━━━ SUPPLIED MATERIAL ━━━

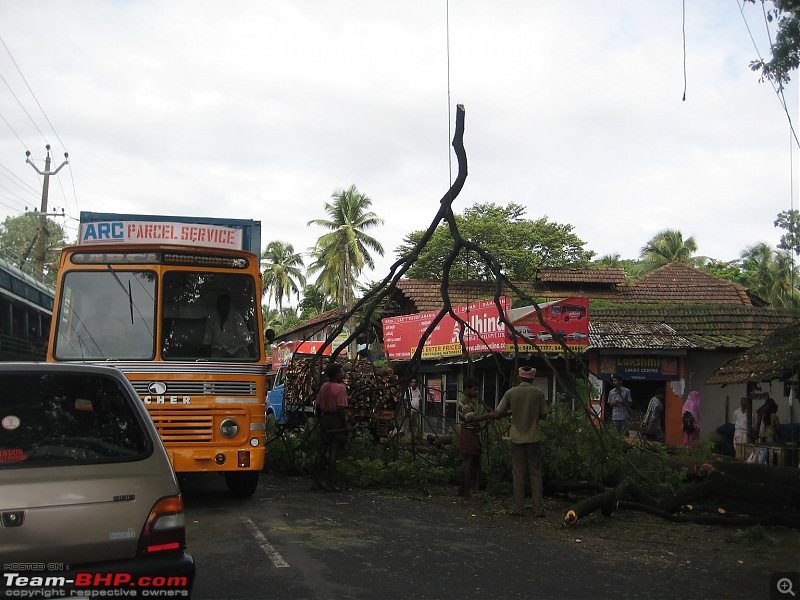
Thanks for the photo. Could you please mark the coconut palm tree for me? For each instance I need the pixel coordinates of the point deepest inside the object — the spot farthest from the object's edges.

━━━
━━━ SUPPLIED MATERIAL ━━━

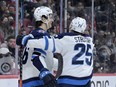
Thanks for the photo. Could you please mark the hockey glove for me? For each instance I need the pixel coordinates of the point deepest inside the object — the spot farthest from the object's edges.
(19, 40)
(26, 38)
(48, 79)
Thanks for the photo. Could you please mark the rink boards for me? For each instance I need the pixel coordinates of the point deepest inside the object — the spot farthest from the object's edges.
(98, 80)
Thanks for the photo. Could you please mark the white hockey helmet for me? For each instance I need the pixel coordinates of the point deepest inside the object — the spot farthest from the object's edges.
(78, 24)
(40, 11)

━━━
━━━ SUPPLIED MATERIAL ━━━

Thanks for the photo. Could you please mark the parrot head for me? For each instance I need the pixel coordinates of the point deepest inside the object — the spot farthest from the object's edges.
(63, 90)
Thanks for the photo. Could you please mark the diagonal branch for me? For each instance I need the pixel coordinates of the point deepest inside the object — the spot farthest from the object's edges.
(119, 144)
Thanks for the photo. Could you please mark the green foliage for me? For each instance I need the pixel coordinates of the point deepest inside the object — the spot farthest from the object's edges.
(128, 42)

━━━

Which lines in the items above contain the word "hockey"? Show each of them in full.

# [EXERCISE RESULT]
Thanks for the photo. Could you please mark the hockey glove for me? For each instance I need the pixel coordinates of the point deepest inside the object — the spot farthest from the object's edges.
Thanks for the photo. Could you please mark the white hockey helmet for me? For each instance I need the pixel coordinates of the point deepest inside the object — the spot farthest from the object's edges.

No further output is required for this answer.